SHORT EXERCISE: Render the entries below as a numbered list, starting with the line that contains "If you could locate the rear door" and continuing through the final line of the entries, omitting blank lines.

RECORDS FOR THE TASK:
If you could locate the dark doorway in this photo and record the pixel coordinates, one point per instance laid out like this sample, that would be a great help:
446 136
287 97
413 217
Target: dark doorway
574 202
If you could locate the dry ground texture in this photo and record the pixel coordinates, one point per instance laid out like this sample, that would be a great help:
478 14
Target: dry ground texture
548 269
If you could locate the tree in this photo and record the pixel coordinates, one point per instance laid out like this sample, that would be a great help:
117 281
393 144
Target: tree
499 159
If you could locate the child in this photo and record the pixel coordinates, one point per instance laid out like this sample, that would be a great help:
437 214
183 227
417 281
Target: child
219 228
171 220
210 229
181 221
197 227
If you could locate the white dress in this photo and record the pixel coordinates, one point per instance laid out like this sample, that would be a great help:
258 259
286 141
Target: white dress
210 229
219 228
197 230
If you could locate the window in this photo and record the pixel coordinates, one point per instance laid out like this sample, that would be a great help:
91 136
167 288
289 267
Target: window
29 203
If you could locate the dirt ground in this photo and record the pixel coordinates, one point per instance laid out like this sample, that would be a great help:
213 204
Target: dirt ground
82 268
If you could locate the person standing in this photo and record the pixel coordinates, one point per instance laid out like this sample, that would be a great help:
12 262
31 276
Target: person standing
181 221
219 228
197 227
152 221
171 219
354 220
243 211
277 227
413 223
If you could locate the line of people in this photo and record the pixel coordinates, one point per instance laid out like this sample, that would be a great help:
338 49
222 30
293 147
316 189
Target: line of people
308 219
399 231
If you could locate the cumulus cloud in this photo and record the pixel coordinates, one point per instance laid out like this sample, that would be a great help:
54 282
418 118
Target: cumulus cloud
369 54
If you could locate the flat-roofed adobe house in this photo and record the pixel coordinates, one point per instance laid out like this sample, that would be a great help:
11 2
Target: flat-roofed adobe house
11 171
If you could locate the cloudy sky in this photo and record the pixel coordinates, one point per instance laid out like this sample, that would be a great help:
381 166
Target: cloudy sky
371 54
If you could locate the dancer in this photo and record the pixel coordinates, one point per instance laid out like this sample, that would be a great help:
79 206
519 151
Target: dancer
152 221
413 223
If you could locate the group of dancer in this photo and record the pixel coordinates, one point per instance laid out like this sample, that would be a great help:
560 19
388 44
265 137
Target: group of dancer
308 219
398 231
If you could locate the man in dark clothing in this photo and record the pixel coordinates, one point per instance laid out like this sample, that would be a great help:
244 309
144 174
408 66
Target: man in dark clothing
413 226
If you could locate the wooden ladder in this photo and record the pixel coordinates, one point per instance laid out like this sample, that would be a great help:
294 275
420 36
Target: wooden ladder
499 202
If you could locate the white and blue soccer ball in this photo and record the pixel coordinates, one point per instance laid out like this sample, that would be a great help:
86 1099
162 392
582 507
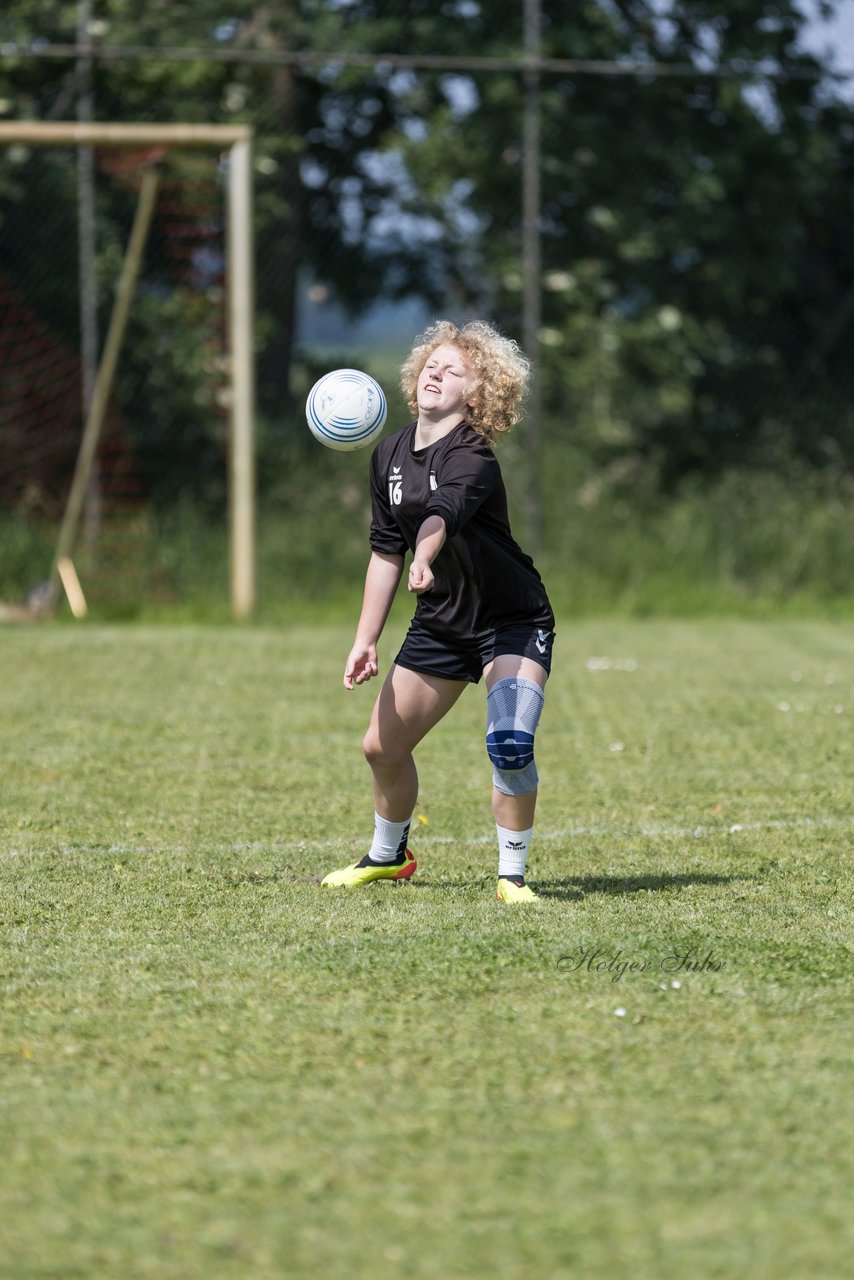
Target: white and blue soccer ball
346 410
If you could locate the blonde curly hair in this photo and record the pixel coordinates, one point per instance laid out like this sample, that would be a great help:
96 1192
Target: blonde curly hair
501 370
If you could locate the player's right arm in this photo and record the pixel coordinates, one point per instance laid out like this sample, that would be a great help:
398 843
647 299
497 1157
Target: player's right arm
380 584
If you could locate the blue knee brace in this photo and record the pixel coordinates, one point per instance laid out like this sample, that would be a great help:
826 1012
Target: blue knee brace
514 708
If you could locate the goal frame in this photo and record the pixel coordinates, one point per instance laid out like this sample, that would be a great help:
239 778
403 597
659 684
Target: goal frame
237 141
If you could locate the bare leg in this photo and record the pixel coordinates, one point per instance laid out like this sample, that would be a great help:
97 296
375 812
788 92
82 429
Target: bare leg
406 709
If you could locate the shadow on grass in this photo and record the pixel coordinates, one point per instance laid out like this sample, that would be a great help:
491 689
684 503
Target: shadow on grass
576 887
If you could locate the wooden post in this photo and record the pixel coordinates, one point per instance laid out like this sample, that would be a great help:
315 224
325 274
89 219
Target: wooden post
238 140
242 447
105 375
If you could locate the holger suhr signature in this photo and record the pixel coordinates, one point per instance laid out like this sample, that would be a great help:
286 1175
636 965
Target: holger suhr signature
617 964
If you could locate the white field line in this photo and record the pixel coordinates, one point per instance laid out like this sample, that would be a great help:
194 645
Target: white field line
656 831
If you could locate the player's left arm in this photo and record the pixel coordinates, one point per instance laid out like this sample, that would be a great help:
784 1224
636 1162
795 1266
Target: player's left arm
428 543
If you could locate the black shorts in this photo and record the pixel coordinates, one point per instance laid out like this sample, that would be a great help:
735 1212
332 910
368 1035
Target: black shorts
433 654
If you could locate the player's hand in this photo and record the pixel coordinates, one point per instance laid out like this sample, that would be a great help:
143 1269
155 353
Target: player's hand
361 664
420 577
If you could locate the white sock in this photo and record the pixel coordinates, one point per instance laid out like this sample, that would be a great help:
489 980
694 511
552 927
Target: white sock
512 850
389 839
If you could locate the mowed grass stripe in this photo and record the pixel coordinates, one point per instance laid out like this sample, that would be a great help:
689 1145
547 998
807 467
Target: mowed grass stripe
213 1068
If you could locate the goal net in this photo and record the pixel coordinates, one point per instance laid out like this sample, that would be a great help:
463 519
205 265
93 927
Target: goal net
126 366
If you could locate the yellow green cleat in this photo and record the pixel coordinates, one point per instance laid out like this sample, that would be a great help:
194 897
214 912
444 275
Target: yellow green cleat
508 891
365 872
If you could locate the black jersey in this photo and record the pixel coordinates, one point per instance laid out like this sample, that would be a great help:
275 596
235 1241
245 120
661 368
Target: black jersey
483 576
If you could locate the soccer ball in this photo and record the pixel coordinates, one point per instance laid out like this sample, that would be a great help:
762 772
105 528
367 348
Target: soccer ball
346 410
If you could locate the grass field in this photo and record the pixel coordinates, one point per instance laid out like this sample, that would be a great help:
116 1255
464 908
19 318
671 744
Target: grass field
214 1069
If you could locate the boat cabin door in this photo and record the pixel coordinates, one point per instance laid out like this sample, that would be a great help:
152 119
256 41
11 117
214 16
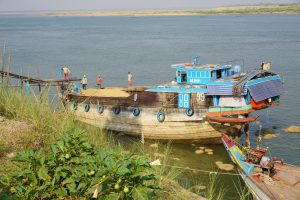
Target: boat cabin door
184 100
181 76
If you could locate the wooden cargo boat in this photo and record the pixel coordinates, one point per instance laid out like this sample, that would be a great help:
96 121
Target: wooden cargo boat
179 110
266 177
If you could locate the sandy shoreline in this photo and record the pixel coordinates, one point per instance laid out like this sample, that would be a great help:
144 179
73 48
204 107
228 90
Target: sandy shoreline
278 9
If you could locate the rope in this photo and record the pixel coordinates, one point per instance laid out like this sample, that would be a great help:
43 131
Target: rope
204 171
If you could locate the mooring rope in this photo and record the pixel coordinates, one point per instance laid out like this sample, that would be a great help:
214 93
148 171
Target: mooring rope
204 171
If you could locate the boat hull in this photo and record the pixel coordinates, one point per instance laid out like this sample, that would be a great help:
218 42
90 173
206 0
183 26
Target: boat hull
177 126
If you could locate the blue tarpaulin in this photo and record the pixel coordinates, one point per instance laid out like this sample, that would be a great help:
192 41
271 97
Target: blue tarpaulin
265 90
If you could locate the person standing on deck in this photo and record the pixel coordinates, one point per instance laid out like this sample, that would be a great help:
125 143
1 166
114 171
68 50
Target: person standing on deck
99 81
129 79
84 82
66 72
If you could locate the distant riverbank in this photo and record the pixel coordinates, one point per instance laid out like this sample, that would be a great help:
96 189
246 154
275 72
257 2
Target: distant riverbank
274 9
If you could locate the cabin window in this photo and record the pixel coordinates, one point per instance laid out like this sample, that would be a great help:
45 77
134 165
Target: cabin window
213 74
183 76
219 73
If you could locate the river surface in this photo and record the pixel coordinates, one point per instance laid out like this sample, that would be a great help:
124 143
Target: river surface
147 46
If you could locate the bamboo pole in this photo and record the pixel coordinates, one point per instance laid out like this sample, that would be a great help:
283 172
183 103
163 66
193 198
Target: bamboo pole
247 133
3 60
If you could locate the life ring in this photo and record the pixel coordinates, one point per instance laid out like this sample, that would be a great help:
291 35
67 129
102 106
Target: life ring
189 112
100 108
75 106
116 110
86 107
136 111
161 116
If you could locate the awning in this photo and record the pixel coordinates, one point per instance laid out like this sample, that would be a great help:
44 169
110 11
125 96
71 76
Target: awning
265 90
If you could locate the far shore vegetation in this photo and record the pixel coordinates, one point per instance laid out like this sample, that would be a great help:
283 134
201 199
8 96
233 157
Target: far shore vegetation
267 9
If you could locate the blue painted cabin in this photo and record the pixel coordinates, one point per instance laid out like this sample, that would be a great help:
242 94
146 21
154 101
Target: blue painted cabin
203 74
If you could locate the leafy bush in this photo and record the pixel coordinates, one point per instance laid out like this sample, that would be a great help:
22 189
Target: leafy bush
72 167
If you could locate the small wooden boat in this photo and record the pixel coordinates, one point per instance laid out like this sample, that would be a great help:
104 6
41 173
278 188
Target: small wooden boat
232 120
266 177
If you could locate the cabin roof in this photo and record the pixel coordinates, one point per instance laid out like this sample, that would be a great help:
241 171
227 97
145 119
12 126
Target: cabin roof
206 67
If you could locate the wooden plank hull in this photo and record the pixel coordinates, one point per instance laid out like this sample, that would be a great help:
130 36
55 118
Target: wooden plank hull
177 125
284 184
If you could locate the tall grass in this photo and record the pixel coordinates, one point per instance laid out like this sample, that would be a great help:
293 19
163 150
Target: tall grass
47 121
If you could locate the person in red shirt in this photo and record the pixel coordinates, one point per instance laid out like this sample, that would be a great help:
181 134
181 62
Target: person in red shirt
129 79
99 81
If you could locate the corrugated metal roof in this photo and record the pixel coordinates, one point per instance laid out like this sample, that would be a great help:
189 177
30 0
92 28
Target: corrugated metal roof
266 90
222 90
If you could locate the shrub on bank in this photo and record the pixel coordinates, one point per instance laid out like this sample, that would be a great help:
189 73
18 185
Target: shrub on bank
72 167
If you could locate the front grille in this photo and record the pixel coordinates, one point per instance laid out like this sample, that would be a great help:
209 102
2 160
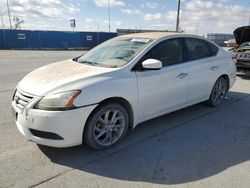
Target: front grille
46 135
22 99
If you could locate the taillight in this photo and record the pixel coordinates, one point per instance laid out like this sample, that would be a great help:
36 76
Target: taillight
234 57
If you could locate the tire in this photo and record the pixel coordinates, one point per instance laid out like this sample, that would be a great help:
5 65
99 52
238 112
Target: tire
107 126
218 93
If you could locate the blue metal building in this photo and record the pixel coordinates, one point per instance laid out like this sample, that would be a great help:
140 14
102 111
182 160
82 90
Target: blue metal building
26 39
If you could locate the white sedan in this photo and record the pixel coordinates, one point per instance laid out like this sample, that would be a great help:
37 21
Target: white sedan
96 97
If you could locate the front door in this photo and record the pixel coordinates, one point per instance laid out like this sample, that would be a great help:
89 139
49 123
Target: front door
164 90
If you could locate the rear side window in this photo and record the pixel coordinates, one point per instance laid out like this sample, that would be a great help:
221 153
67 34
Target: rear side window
197 48
169 52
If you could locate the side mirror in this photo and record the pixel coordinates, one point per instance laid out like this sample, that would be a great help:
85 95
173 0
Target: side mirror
152 64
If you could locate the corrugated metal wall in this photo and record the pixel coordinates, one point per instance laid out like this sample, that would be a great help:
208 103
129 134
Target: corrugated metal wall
26 39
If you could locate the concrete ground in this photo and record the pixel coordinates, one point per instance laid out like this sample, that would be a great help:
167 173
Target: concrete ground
198 146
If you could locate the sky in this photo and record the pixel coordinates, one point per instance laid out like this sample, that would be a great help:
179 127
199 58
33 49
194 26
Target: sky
196 16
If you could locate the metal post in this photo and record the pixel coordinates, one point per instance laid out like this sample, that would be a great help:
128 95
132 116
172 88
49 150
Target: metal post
8 8
2 21
178 16
109 13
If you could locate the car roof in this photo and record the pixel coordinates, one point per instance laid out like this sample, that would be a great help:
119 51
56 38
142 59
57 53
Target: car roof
150 35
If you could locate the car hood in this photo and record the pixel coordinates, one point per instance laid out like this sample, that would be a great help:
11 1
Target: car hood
242 34
53 76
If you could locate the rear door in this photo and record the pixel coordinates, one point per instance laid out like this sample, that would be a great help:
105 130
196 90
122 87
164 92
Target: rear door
204 68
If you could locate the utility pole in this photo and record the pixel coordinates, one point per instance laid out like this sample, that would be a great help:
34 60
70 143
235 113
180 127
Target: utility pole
178 16
8 8
109 13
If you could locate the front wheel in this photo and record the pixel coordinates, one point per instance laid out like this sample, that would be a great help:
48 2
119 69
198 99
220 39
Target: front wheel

REPLY:
1. If you could locate the rear door in this photo and record the pixel coordinates, one point per instance laid out like this sample, that would be a great help:
2. 105 130
3. 196 90
4. 122 87
5. 164 92
6. Target: rear door
7. 204 68
8. If you could locate the utility pole in this photo and record the pixel coordinates, one point per instance laid out like this sample, that would be a great help:
9. 34 60
10. 70 143
11. 235 113
12. 180 127
13. Target: utility pole
14. 178 16
15. 8 8
16. 109 13
17. If you could locate the front wheel in this photo and record the pixel coordinates, one point per instance laid out like this sample, that would be a great help:
18. 48 2
19. 119 69
20. 198 99
21. 220 39
22. Target: front wheel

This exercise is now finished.